#### [TASK GOAL]
Count the rows below that contain the word "wooden" and reply with that number alone.

* BEGIN *

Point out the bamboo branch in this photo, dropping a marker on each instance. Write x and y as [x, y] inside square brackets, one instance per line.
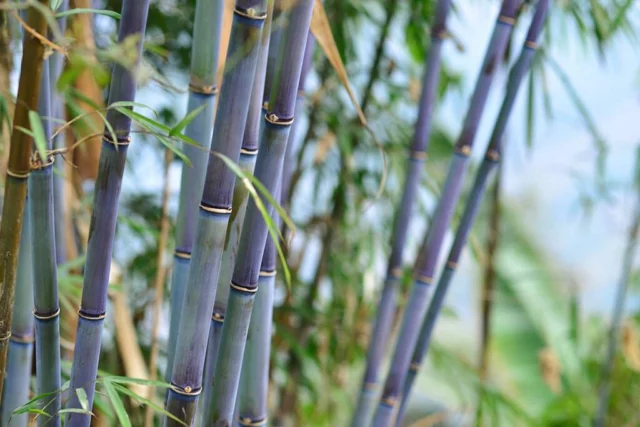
[17, 173]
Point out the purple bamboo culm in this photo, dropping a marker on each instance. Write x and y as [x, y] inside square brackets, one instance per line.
[215, 211]
[425, 266]
[103, 221]
[491, 159]
[244, 283]
[387, 304]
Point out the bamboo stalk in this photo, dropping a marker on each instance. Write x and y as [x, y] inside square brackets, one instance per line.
[618, 310]
[248, 154]
[47, 309]
[487, 168]
[103, 221]
[56, 64]
[159, 281]
[15, 191]
[244, 283]
[16, 390]
[215, 211]
[415, 164]
[251, 404]
[202, 94]
[133, 362]
[426, 262]
[292, 145]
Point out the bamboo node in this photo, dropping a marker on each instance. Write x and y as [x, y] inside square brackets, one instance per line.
[506, 20]
[37, 163]
[187, 391]
[370, 386]
[275, 120]
[121, 141]
[270, 273]
[243, 288]
[182, 254]
[425, 279]
[91, 316]
[27, 339]
[389, 401]
[246, 421]
[442, 35]
[250, 13]
[493, 155]
[203, 89]
[211, 209]
[396, 272]
[465, 150]
[418, 155]
[531, 44]
[46, 316]
[17, 175]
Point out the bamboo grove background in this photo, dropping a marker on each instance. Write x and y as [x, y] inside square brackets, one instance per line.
[531, 353]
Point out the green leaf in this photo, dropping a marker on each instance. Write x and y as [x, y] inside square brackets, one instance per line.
[82, 398]
[186, 120]
[75, 411]
[118, 406]
[148, 402]
[250, 181]
[126, 380]
[38, 135]
[78, 11]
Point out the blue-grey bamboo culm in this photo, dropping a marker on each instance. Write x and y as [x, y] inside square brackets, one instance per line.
[417, 156]
[215, 210]
[253, 237]
[202, 94]
[425, 266]
[491, 158]
[45, 282]
[16, 388]
[103, 221]
[248, 153]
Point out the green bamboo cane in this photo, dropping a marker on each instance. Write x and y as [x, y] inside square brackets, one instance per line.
[103, 221]
[215, 210]
[244, 283]
[56, 64]
[202, 94]
[18, 379]
[248, 154]
[47, 310]
[15, 191]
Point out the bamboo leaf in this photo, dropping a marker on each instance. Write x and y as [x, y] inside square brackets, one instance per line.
[322, 31]
[78, 11]
[75, 411]
[118, 406]
[186, 120]
[148, 402]
[251, 182]
[150, 124]
[38, 134]
[115, 379]
[82, 398]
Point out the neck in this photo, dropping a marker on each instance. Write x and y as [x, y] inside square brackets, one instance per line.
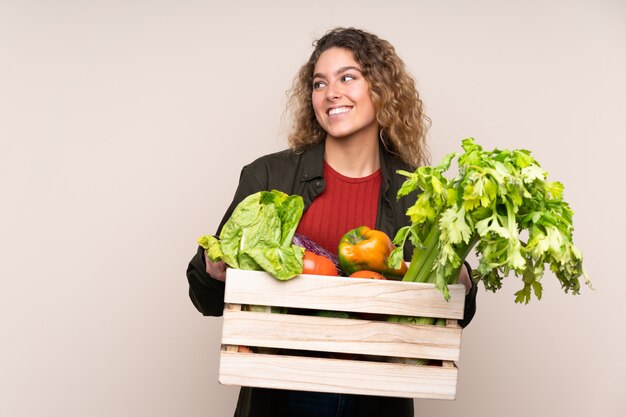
[353, 158]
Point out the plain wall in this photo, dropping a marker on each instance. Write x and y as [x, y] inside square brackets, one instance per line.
[123, 128]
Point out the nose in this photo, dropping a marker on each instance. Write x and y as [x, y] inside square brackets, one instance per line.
[333, 92]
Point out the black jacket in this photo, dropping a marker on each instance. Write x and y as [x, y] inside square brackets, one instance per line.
[302, 174]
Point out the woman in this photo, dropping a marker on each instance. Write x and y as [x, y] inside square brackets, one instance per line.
[357, 119]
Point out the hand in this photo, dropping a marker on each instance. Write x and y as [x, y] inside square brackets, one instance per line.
[465, 279]
[216, 270]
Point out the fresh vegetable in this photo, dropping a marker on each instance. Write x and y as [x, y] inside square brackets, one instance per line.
[258, 235]
[364, 273]
[365, 248]
[501, 204]
[310, 245]
[317, 264]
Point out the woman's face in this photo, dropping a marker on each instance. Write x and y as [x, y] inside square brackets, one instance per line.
[341, 96]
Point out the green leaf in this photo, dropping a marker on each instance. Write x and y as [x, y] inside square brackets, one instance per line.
[212, 247]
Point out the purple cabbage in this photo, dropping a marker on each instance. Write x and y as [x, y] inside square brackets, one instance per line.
[308, 244]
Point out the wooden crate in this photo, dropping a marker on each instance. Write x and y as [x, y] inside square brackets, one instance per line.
[309, 352]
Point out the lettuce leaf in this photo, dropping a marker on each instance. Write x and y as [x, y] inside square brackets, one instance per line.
[258, 235]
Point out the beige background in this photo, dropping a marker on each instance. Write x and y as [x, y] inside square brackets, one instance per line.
[123, 127]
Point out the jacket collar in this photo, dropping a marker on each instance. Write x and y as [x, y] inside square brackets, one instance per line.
[313, 162]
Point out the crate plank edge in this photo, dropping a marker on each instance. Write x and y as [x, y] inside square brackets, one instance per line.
[367, 343]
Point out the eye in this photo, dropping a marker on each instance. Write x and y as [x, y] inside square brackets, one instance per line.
[318, 84]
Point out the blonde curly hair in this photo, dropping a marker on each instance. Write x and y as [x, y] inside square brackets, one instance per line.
[399, 109]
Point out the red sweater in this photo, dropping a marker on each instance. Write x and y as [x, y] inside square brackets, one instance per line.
[345, 203]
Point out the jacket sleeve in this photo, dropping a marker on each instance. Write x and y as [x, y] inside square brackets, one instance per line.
[207, 293]
[470, 300]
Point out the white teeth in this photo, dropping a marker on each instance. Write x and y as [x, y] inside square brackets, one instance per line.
[338, 110]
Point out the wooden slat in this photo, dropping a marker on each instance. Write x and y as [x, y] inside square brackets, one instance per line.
[338, 376]
[344, 294]
[326, 334]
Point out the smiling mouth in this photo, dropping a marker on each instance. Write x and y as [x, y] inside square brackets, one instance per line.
[339, 110]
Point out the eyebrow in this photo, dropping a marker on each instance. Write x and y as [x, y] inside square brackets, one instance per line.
[339, 71]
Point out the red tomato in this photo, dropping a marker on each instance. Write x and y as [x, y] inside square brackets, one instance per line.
[317, 264]
[364, 273]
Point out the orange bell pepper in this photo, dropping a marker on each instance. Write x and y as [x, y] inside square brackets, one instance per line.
[365, 248]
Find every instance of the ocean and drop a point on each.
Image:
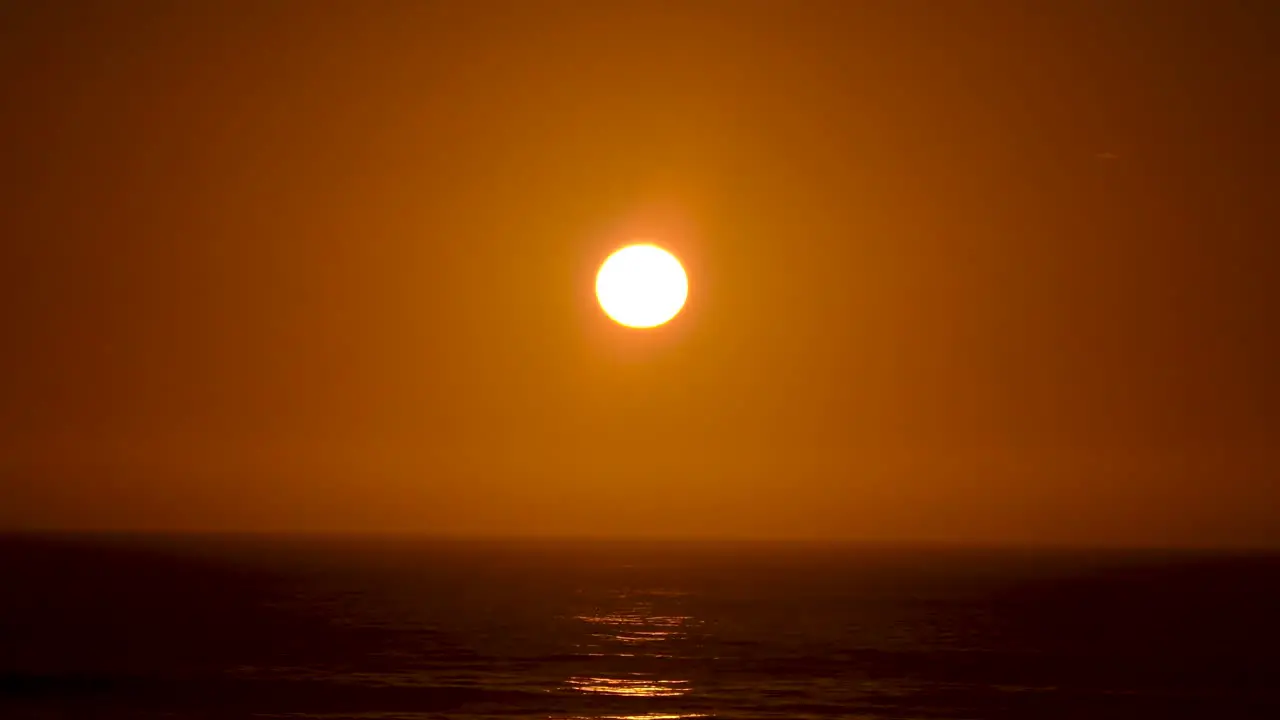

* END *

#### [TASK RESPONSE]
2